## Text:
Actually, it only applies to evidence containing biological material. It can be found in Texas Code of Criminal Procedure
Article 38.43 (it was renumbered, but the courts and lawyers all know what Article 38.39 rights refer to).
It is not targeted at you specifically, though, but does apply to all cases where there is some sort of biological material (this can be blood samples for a DWI, semen samples, heck even a fingernail or piece of hair, so long as it is "biological"). This is a common motion and notice, so don't worry about it.
Here's the statute so you can better understand what rights you have.
Art. 38.43. PRESERVATION OF EVIDENCE CONTAINING BIOLOGICAL MATERIAL. (a) In a criminal
case in which a defendant is convicted, the attorney representing the state, a clerk, or any other officer in possession of evidence described by Subsection (b) shall ensure the preservation of the evidence.
(b) This article applies to evidence that:
(1) was in the possession of the state during the prosecution of the case; and
(2) at the time of conviction was known to contain biological material that if subjected to scientific testing would more likely than not:
(A) establish the identity of the person committing the offense; or
(B) exclude a person from the group of persons who could have committed the offense.
(c) Except as provided by Subsection (d), material required to be preserved under this article must be preserved:
(1) until the inmate is executed, dies, or is released on parole, if the defendant was convicted of a capital felony; or
(2) until the defendant dies, completes the defendant's sentence, or is released on parole or mandatory supervision, if the defendant is sentenced to a term of confinement or imprisonment.
(d) The attorney representing the state, clerk, or other officer in possession of evidence described by Subsection (b) may destroy the evidence, but only if the attorney, clerk, or officer by mail notifies the defendant, the last attorney of record for the defendant, and the convicting court of the decision to destroy the evidence and a written objection is not received by the attorney, clerk, or officer from the defendant, attorney of record, or court before the 91st day after the later of the following dates:
(1) the date on which the attorney representing the state, clerk, or other officer receives proof that the defendant received notice of the planned destruction of evidence; or
(2) the date on which notice of the planned destruction of evidence is mailed to the last attorney of record for the defendant.
(e) To the extent of any conflict, this article controls over Article 2.21.
Added by Acts 2001, 77th Leg., ch. 2, Sec. 1, eff. April 5, 2001.
Renumbered from Code of Criminal Procedure, Art/Sec 38.39 by Acts 2005, 79th Leg., Ch. 728, Sec. 23.001(8), eff. September 1, 2005.

## Data extracts:

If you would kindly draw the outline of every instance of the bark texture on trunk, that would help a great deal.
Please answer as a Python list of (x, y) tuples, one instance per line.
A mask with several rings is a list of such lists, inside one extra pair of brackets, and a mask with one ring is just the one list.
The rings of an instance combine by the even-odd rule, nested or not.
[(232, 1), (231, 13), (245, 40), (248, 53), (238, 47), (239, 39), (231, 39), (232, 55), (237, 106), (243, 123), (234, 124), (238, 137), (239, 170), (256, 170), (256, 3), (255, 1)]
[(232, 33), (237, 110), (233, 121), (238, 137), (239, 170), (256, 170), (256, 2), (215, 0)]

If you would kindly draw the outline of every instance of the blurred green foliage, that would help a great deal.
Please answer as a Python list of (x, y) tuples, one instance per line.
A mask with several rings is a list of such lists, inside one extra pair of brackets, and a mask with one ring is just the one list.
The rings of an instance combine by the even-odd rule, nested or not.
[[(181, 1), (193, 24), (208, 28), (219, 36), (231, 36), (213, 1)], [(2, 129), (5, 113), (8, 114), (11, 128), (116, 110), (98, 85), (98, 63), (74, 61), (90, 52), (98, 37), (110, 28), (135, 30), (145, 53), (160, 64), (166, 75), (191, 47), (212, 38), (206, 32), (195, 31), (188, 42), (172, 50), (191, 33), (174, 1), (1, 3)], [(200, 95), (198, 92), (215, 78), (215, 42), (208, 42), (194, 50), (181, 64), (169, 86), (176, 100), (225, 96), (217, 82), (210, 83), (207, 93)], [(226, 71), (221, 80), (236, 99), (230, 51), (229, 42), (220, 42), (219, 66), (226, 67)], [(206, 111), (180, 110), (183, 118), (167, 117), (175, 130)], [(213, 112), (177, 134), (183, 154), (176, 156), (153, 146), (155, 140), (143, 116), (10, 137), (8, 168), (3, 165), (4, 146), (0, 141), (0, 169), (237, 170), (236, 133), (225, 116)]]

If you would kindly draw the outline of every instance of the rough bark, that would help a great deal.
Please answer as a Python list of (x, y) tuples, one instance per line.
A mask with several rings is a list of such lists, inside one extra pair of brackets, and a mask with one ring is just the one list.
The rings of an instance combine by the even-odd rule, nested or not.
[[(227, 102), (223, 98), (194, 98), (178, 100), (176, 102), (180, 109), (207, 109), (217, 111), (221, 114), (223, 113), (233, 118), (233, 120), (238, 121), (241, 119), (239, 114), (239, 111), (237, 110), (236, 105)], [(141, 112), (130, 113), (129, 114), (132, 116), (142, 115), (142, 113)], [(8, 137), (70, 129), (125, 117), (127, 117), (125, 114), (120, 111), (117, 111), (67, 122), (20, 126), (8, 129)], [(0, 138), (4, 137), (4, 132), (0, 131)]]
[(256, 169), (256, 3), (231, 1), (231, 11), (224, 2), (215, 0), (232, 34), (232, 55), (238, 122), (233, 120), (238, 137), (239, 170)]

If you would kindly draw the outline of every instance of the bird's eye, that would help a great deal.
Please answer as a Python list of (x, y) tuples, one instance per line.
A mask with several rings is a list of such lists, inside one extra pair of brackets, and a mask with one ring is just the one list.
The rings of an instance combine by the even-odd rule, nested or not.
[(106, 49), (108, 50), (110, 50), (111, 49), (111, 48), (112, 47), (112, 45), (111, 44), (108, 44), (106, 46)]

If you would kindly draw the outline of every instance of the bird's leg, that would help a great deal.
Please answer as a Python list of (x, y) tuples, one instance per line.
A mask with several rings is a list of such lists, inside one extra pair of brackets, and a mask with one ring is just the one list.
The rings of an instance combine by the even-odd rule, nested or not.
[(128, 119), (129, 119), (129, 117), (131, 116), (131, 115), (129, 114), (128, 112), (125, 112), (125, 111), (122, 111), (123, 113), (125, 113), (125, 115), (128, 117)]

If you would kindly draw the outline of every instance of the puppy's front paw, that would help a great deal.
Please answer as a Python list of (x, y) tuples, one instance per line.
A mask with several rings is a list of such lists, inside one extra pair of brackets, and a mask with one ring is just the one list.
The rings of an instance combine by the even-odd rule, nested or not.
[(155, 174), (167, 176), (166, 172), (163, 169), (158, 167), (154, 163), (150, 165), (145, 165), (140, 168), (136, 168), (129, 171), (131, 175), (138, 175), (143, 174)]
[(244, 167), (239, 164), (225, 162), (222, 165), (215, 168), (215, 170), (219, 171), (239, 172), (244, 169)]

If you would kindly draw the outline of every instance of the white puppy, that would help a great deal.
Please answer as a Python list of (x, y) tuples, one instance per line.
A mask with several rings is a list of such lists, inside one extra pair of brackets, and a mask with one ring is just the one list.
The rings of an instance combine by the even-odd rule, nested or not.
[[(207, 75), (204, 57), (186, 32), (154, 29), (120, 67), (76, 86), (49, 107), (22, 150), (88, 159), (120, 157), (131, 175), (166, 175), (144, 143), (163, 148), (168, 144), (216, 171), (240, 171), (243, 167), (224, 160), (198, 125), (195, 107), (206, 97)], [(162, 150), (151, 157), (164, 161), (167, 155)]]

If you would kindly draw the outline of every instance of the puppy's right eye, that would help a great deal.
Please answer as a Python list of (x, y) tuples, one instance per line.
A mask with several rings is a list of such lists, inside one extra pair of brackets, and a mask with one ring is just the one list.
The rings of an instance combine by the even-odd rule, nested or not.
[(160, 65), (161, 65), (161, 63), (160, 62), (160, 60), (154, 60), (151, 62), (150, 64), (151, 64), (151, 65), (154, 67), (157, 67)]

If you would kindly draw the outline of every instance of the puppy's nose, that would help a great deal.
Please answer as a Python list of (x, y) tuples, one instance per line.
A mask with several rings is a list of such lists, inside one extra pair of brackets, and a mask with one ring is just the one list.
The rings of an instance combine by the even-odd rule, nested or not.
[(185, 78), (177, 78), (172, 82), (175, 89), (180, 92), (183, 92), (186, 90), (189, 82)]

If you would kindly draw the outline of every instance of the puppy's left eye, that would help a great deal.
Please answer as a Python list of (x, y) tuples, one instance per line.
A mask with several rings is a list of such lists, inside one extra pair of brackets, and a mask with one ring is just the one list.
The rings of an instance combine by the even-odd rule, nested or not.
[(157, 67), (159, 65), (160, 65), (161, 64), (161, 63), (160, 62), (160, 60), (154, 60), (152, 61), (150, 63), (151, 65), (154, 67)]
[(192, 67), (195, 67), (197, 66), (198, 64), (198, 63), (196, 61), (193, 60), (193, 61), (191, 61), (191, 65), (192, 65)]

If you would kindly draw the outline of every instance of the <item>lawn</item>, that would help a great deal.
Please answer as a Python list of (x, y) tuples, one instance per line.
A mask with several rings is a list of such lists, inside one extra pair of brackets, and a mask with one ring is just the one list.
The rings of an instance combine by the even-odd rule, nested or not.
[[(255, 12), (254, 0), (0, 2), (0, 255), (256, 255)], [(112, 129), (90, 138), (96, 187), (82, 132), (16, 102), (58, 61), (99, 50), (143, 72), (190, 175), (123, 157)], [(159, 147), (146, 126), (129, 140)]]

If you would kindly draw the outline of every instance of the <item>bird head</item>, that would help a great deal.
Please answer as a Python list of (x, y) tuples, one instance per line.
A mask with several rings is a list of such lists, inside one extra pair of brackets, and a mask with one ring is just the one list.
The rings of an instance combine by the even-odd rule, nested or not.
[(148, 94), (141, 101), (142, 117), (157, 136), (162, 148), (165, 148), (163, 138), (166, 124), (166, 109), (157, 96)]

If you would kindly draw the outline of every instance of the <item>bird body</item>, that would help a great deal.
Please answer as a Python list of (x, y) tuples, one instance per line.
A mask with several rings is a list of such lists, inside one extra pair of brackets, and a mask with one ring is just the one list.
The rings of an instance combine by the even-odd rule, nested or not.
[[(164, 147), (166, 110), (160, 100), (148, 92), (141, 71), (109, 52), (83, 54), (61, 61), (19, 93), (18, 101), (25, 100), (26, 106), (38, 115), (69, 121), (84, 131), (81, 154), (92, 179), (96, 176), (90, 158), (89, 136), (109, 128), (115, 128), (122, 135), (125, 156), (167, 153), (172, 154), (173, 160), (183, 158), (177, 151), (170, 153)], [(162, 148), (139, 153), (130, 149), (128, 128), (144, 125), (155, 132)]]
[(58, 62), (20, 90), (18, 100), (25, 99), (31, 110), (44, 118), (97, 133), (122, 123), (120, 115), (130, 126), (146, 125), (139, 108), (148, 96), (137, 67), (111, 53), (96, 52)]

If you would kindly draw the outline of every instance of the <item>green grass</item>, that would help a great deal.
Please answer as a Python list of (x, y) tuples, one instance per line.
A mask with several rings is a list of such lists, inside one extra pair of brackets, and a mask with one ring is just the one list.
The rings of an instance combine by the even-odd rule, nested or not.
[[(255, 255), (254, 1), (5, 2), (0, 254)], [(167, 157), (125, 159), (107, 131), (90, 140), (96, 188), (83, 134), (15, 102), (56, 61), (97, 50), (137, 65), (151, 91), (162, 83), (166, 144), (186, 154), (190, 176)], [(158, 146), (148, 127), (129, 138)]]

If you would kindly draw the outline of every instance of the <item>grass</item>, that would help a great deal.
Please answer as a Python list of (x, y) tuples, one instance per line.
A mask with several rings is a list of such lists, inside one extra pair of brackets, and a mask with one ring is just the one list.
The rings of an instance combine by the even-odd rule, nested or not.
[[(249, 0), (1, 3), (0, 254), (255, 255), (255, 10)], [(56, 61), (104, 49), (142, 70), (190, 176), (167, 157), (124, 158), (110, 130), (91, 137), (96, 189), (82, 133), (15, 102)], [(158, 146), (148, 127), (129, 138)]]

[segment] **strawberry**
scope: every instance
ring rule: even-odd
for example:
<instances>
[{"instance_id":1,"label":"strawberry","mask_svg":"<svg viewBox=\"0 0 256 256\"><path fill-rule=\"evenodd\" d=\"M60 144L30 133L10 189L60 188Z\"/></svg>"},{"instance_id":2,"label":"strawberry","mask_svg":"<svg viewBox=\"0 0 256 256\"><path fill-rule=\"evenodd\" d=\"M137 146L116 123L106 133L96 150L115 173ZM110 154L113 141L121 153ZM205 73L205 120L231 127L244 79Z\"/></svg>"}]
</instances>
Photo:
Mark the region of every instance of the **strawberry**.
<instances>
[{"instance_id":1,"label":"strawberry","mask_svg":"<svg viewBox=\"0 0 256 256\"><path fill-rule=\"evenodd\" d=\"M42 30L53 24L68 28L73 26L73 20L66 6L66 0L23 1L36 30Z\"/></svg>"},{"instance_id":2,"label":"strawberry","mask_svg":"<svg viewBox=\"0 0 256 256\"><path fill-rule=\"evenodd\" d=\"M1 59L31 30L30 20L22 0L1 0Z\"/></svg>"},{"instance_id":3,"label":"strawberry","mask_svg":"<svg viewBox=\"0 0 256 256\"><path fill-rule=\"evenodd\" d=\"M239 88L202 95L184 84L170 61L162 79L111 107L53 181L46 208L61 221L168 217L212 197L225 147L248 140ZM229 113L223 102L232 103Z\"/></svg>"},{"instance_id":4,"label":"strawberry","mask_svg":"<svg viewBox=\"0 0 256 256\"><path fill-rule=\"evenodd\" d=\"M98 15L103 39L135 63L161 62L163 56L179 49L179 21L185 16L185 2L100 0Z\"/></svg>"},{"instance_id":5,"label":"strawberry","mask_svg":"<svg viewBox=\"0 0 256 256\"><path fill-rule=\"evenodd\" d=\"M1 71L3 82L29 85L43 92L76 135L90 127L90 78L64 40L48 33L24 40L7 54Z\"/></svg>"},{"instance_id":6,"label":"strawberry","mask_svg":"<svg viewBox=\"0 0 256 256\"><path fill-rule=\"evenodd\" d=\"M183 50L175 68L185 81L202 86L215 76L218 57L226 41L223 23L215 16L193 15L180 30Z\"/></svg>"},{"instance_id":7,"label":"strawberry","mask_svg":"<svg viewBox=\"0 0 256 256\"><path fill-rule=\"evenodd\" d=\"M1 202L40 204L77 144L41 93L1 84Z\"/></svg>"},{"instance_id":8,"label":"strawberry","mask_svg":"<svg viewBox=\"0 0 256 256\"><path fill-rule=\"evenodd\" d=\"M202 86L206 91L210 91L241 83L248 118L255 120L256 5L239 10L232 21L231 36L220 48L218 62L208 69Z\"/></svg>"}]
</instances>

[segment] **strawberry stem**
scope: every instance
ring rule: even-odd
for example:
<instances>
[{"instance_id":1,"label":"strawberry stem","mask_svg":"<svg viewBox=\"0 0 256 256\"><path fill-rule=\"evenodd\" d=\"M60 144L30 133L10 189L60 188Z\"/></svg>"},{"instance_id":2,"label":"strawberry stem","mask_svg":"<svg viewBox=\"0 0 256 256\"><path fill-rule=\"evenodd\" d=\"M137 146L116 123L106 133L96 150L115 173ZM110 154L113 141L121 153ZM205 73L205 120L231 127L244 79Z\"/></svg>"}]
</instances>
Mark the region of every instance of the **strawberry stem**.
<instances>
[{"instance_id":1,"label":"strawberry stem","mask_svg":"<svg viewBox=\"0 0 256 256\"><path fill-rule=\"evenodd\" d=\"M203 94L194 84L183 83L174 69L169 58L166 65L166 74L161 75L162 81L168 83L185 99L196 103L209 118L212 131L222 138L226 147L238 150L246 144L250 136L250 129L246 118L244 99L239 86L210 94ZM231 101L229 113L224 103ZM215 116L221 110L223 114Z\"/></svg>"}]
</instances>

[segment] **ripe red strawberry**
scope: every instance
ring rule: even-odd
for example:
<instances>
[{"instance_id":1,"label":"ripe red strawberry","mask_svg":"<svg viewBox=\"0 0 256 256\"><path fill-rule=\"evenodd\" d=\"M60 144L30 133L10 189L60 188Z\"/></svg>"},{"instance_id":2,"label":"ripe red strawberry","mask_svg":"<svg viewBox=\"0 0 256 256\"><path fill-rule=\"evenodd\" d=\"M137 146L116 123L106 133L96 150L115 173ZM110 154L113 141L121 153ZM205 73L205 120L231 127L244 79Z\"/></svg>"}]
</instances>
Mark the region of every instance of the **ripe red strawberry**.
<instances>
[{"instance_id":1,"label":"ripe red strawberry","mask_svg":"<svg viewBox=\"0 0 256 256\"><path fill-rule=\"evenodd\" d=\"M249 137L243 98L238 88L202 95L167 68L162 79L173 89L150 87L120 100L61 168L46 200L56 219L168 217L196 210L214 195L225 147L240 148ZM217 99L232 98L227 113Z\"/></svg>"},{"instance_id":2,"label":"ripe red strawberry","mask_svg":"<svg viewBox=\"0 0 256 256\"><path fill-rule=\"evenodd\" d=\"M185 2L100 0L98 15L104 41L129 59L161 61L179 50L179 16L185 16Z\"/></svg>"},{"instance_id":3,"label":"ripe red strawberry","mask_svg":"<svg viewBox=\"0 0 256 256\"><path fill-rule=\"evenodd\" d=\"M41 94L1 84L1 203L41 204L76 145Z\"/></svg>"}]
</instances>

## Exercise 1:
From the evidence-preservation text above, copy the part that opens with the words containing "Actually, it only" and closes with "rights refer to).".
## Exercise 2:
List every kind of biological material that the evidence-preservation text above names in parentheses.

## Output 1:
Actually, it only applies to evidence containing biological material. It can be found in Texas Code of Criminal Procedure
Article 38.43 (it was renumbered, but the courts and lawyers all know what Article 38.39 rights refer to).

## Output 2:
- blood samples for a DWI
- semen samples
- a fingernail
- a piece of hair